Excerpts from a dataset
%%
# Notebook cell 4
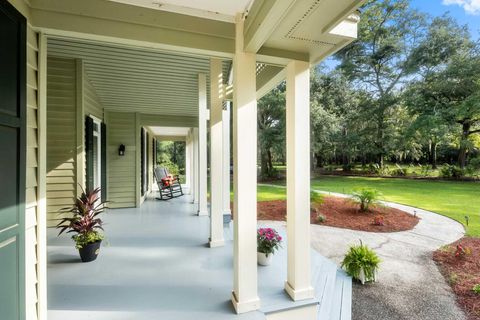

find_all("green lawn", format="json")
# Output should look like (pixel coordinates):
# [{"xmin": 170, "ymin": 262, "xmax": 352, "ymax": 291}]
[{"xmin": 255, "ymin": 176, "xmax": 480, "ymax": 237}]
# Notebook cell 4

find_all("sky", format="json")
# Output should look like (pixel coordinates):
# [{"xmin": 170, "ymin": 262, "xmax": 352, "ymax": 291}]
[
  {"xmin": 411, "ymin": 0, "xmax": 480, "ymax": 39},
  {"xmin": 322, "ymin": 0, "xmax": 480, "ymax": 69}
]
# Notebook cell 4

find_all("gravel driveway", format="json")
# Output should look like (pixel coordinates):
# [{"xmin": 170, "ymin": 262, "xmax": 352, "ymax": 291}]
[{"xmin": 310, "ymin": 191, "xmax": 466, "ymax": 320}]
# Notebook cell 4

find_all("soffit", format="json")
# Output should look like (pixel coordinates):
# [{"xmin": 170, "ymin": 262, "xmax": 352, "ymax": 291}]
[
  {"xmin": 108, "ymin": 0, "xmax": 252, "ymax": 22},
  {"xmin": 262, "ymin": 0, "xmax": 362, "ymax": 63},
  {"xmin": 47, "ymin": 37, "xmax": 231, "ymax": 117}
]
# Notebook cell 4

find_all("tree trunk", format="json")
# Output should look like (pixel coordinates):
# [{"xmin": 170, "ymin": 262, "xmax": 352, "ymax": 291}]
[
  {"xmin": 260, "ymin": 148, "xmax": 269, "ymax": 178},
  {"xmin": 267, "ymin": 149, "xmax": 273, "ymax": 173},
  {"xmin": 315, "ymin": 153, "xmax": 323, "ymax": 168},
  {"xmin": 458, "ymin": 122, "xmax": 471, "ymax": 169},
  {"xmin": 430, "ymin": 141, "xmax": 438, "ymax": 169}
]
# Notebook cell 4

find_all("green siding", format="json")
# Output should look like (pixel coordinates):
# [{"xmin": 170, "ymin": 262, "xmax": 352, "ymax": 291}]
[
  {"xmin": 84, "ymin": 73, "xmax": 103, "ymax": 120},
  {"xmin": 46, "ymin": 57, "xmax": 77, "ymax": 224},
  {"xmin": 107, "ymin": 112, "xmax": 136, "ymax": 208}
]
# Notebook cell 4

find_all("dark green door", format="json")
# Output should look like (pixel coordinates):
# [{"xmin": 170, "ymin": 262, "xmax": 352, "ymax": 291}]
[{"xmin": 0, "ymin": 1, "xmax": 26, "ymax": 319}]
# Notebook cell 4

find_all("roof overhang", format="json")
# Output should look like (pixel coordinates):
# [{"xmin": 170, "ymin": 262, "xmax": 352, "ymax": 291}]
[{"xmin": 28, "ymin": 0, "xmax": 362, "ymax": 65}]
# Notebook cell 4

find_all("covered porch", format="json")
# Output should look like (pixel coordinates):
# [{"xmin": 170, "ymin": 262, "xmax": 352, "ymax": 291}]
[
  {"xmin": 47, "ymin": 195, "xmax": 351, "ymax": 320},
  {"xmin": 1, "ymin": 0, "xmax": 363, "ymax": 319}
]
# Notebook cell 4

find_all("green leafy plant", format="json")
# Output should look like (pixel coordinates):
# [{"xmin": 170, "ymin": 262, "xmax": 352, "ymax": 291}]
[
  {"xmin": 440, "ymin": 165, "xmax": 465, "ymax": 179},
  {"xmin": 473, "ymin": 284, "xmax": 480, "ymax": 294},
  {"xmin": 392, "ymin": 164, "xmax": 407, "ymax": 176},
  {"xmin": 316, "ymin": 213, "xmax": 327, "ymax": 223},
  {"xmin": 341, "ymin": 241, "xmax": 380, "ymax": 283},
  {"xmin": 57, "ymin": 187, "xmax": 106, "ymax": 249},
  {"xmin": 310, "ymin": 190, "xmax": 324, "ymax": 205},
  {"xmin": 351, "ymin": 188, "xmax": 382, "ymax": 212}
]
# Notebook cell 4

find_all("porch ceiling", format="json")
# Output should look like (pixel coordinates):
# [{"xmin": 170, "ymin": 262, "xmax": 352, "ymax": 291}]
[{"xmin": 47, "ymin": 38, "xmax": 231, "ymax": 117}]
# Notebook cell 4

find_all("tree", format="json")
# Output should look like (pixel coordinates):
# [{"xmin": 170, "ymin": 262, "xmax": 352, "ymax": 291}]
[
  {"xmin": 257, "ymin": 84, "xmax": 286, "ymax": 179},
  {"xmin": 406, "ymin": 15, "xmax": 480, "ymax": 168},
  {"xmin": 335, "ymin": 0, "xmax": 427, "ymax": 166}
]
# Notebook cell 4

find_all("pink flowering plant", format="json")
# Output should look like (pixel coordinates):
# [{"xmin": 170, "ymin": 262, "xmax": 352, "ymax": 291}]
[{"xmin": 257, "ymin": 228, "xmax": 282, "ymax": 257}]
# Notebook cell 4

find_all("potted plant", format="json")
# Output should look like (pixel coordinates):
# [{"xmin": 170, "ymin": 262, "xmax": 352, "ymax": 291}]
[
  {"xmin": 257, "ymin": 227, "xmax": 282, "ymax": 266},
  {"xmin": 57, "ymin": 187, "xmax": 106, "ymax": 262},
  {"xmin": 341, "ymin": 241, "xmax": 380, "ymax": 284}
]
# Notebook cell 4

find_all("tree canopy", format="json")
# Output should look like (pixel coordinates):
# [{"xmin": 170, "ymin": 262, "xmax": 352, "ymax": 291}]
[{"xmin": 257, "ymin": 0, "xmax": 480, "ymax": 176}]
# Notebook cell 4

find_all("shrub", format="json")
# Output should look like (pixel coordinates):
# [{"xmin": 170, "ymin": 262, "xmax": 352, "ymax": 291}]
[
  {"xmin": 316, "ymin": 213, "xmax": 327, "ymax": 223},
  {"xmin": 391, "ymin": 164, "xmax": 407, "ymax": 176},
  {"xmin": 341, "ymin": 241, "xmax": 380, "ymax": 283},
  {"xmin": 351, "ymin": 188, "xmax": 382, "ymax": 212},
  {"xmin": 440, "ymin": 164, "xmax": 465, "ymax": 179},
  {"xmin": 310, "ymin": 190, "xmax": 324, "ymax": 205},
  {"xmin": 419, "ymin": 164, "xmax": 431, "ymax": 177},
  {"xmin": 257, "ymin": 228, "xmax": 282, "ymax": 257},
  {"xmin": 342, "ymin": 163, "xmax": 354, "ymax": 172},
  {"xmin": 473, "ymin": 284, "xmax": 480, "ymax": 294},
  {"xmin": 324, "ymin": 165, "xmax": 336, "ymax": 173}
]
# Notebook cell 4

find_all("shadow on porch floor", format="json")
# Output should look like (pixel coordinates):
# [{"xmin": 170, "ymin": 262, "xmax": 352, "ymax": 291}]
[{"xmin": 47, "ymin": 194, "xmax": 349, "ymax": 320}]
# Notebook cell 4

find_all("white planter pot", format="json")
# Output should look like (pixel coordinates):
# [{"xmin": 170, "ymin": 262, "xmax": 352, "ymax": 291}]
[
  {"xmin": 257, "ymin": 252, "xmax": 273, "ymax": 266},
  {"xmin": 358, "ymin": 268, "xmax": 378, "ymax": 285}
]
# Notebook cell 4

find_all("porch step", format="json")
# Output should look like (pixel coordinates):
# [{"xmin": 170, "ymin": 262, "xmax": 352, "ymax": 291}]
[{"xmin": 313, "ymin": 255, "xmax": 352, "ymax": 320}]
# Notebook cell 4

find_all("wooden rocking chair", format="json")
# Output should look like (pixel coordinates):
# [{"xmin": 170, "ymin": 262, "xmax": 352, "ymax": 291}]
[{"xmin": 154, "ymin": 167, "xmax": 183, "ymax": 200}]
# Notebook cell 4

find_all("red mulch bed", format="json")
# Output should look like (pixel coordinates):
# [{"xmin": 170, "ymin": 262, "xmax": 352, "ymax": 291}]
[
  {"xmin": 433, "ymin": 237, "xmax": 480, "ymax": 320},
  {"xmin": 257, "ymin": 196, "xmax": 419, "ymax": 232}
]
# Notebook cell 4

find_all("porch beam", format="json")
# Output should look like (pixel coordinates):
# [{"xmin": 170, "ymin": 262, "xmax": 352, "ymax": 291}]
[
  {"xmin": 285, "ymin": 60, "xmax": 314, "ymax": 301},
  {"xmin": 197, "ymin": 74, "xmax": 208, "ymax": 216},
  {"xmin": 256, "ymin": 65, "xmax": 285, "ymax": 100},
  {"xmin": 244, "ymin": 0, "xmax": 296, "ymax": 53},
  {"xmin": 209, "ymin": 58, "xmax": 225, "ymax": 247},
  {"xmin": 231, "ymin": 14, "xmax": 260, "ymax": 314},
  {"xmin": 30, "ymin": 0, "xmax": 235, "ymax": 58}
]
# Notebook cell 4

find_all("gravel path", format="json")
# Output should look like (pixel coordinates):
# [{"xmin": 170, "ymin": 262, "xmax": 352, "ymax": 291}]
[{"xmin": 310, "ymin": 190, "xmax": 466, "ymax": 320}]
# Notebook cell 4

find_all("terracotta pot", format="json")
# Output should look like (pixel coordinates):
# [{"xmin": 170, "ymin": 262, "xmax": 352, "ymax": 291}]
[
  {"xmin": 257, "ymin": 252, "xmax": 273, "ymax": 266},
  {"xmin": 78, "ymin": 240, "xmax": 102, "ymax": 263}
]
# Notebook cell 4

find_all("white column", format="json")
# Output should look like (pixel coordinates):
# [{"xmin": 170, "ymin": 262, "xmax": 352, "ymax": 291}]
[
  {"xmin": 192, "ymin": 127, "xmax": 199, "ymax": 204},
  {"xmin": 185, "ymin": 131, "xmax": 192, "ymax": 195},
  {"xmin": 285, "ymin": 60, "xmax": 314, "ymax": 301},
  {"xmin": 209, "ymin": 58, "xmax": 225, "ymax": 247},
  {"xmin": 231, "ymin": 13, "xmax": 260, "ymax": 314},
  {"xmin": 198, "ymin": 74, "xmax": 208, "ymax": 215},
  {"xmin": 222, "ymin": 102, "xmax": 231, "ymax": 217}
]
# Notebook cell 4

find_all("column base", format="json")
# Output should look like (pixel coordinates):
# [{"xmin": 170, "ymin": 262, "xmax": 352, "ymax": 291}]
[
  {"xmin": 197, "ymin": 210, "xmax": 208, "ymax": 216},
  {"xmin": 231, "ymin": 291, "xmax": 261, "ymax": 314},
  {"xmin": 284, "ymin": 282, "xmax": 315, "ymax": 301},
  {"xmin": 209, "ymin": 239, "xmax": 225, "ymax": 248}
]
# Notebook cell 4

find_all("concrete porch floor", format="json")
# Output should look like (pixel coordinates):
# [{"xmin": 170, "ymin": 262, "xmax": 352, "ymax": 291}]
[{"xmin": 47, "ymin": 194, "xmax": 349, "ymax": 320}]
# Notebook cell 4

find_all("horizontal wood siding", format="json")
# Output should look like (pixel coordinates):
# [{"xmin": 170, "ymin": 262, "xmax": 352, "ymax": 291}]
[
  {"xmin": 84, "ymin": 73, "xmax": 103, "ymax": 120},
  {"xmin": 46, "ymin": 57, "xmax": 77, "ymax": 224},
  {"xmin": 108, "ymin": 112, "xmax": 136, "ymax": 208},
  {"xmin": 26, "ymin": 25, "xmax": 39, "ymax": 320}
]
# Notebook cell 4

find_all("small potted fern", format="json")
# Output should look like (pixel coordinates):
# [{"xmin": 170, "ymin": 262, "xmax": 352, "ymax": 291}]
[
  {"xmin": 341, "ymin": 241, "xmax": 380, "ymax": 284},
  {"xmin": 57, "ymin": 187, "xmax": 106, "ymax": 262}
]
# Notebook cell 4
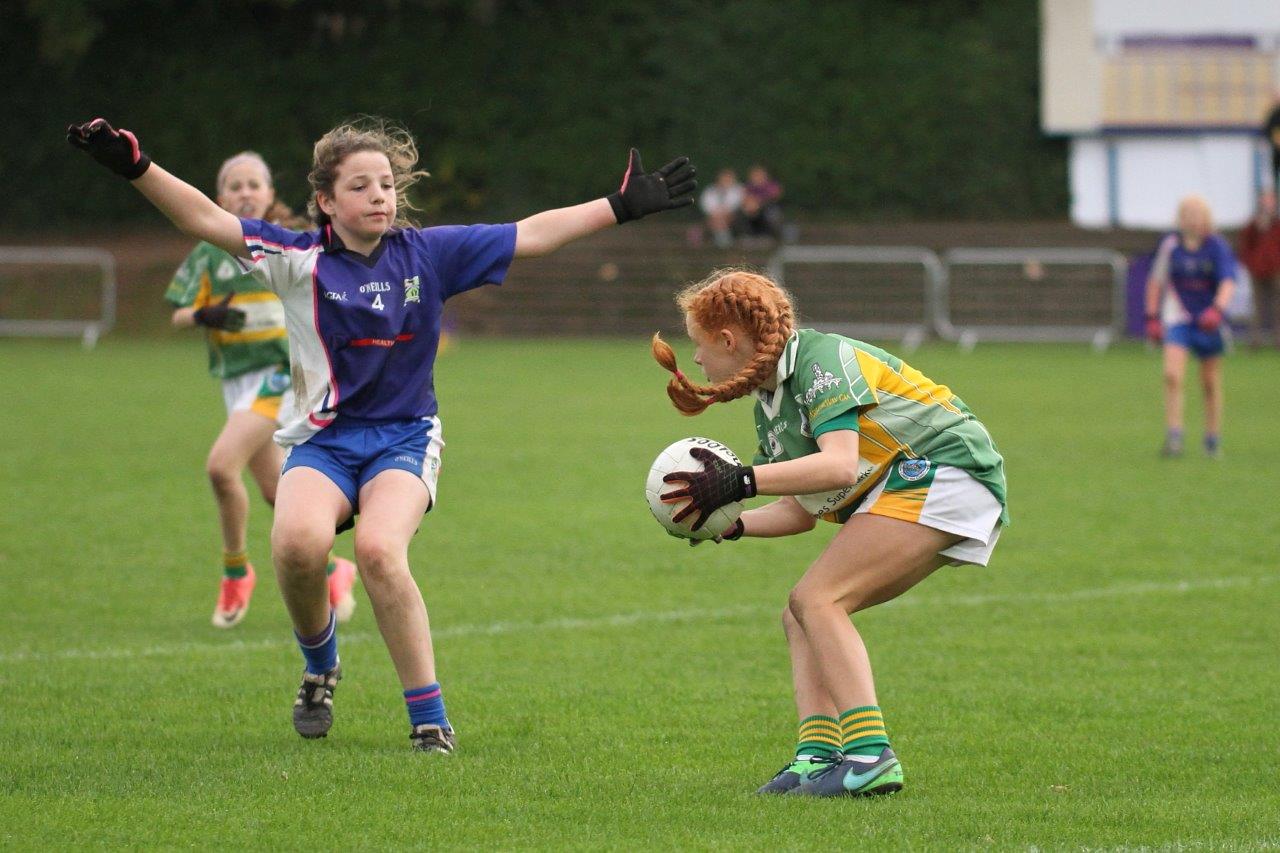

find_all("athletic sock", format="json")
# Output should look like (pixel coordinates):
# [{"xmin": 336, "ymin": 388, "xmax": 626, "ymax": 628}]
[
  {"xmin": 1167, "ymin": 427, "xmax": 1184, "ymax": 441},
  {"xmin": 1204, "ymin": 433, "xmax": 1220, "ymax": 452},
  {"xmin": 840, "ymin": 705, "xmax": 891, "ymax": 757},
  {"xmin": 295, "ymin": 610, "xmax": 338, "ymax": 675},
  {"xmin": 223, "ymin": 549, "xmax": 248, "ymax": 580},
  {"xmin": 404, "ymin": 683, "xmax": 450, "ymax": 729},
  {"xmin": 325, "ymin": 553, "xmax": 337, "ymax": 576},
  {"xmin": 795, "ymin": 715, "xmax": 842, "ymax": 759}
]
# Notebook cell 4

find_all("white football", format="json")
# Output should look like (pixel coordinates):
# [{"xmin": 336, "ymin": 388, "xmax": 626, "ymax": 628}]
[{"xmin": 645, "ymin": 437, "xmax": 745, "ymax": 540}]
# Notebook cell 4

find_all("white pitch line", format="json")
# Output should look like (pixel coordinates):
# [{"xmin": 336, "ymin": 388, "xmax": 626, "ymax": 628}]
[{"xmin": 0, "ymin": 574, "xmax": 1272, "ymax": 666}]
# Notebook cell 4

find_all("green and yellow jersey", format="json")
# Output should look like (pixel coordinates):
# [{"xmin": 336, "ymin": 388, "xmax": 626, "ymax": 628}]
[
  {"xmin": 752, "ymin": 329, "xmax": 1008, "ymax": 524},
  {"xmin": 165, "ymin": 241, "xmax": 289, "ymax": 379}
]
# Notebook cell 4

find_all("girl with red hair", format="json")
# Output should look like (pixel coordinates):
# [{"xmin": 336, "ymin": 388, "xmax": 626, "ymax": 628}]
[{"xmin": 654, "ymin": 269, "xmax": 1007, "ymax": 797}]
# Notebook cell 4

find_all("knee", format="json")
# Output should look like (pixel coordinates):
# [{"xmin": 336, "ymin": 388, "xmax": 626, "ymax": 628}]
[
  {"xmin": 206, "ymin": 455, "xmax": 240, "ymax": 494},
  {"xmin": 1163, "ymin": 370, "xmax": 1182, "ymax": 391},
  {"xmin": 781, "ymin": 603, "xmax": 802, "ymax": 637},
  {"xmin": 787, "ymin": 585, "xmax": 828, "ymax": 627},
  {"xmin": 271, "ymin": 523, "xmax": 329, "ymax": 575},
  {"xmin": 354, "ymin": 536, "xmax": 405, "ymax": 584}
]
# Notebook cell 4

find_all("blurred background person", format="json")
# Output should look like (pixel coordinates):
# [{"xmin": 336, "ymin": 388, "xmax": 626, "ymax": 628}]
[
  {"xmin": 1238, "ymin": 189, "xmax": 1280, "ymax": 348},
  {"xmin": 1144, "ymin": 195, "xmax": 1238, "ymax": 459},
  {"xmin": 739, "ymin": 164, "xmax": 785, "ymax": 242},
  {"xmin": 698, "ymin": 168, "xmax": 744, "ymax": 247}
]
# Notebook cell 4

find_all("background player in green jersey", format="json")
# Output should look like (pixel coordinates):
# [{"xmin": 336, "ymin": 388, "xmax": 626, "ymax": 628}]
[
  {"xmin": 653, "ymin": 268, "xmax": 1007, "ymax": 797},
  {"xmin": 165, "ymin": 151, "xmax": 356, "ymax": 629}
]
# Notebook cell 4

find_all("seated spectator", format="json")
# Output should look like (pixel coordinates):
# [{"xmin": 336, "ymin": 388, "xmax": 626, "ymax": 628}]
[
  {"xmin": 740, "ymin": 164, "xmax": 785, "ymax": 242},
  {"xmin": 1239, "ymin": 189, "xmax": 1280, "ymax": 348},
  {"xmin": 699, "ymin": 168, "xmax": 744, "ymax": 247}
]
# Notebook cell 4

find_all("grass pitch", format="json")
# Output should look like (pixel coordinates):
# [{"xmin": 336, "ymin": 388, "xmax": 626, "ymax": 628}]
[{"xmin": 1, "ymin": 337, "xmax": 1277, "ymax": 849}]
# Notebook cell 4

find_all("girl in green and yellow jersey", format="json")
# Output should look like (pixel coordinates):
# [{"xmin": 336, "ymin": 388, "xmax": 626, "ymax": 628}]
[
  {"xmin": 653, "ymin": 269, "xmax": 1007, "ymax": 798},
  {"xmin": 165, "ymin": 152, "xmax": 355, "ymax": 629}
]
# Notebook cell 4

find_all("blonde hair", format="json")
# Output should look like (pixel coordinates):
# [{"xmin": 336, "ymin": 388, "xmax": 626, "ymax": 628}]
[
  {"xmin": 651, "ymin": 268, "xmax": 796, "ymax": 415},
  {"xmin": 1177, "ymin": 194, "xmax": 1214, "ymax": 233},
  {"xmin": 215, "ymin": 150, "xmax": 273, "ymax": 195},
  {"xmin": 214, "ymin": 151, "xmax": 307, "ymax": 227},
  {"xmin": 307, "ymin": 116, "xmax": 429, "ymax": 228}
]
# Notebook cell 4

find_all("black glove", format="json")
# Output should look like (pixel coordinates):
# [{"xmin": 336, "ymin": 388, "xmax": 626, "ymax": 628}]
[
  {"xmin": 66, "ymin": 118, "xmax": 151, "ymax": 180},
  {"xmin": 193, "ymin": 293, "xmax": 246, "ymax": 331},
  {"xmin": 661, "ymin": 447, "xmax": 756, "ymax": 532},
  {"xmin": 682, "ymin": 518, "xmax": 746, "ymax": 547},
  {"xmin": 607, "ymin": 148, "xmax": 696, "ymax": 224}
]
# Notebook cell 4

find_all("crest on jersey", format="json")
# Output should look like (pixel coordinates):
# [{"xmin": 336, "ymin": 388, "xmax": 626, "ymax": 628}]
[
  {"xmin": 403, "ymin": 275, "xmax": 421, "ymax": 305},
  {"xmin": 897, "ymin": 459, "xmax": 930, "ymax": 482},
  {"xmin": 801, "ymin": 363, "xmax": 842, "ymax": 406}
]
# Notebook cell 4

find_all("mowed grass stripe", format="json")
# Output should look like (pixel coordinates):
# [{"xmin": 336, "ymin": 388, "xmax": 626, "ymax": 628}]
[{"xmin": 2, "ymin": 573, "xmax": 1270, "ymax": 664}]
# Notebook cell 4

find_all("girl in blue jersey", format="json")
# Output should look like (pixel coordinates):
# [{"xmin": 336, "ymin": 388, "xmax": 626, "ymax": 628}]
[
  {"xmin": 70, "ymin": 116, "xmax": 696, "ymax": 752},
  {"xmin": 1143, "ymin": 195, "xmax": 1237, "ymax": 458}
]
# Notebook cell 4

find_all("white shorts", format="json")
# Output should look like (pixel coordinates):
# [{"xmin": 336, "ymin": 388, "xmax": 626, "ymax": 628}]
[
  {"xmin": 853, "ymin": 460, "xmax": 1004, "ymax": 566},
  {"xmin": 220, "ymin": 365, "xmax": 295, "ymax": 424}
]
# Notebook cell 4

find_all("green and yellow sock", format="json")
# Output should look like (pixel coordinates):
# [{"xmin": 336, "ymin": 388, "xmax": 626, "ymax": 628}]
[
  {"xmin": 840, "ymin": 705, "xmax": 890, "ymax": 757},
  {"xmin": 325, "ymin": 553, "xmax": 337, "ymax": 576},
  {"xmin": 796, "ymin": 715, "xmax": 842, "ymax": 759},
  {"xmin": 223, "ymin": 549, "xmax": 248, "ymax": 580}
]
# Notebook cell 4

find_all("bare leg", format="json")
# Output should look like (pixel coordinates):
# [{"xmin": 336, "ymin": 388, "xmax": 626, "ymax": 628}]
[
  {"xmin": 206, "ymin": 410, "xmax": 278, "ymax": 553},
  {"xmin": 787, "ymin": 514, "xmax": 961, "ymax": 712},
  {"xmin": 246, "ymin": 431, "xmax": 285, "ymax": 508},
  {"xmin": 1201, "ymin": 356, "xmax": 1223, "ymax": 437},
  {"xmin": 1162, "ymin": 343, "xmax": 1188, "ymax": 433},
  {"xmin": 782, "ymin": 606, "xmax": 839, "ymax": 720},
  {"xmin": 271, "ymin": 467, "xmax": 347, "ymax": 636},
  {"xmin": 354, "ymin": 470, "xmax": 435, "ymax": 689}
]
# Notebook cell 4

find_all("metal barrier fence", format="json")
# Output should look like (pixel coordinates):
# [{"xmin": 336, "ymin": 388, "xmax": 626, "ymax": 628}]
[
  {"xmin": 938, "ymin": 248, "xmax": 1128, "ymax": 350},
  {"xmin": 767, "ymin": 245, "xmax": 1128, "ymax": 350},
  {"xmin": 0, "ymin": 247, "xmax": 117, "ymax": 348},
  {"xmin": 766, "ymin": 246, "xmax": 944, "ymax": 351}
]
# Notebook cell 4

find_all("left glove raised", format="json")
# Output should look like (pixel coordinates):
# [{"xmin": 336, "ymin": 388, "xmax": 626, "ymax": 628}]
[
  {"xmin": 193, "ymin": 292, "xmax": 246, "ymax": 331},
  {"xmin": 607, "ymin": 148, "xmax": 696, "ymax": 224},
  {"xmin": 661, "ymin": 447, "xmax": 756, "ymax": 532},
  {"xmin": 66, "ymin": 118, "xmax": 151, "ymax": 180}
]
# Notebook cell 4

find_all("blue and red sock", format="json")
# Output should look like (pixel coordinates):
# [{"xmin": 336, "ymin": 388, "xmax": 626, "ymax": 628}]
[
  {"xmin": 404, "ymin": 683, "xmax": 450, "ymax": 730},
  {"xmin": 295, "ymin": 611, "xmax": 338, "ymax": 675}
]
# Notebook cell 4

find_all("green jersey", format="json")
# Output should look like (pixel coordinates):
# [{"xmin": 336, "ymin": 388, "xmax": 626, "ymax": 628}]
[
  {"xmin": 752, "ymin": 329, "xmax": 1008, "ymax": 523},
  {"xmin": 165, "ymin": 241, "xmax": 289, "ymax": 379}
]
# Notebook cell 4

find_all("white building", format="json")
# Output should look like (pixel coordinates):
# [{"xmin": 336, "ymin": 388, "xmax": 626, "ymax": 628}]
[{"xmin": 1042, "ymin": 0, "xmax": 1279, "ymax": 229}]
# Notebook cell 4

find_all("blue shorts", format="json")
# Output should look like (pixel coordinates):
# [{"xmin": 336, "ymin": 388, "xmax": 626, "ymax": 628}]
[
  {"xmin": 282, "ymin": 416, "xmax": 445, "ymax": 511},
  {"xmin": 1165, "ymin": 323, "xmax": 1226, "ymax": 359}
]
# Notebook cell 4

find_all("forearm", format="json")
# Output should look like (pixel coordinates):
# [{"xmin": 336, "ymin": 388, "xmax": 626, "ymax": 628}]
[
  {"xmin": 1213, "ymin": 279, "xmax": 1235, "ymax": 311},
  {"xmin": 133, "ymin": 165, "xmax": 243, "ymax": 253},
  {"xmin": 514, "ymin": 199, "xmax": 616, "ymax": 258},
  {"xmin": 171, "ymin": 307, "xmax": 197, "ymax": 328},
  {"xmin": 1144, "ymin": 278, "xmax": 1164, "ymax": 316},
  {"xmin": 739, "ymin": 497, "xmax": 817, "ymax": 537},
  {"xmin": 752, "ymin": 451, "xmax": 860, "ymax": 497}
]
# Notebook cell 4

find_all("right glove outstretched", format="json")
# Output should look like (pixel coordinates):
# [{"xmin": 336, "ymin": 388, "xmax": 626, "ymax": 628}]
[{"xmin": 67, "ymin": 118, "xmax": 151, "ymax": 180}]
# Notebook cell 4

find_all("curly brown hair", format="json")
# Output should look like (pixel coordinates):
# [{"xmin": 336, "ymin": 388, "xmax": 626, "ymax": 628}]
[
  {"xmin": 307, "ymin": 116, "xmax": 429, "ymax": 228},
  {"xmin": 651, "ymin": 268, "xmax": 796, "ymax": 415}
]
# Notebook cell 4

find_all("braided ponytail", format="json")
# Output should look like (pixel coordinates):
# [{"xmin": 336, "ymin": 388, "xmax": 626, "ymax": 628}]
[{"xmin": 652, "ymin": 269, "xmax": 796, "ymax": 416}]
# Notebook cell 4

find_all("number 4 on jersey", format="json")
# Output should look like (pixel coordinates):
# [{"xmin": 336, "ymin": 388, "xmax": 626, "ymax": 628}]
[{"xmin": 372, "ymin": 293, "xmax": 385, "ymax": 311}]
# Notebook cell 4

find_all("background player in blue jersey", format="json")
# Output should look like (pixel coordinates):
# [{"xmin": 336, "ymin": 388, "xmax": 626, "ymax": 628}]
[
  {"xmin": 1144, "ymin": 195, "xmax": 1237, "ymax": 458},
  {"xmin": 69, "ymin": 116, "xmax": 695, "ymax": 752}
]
%%
### [WHAT IS BEING ASKED]
Of the lines above, copy each one that contains the word "white".

### [COMPLETED EXERCISE]
find_all("white planter pot", format="json")
find_all("white column", format="json")
find_all("white football", format="json")
find_all("white pitch line", format="json")
find_all("white shorts", format="json")
find_all("white building", format="json")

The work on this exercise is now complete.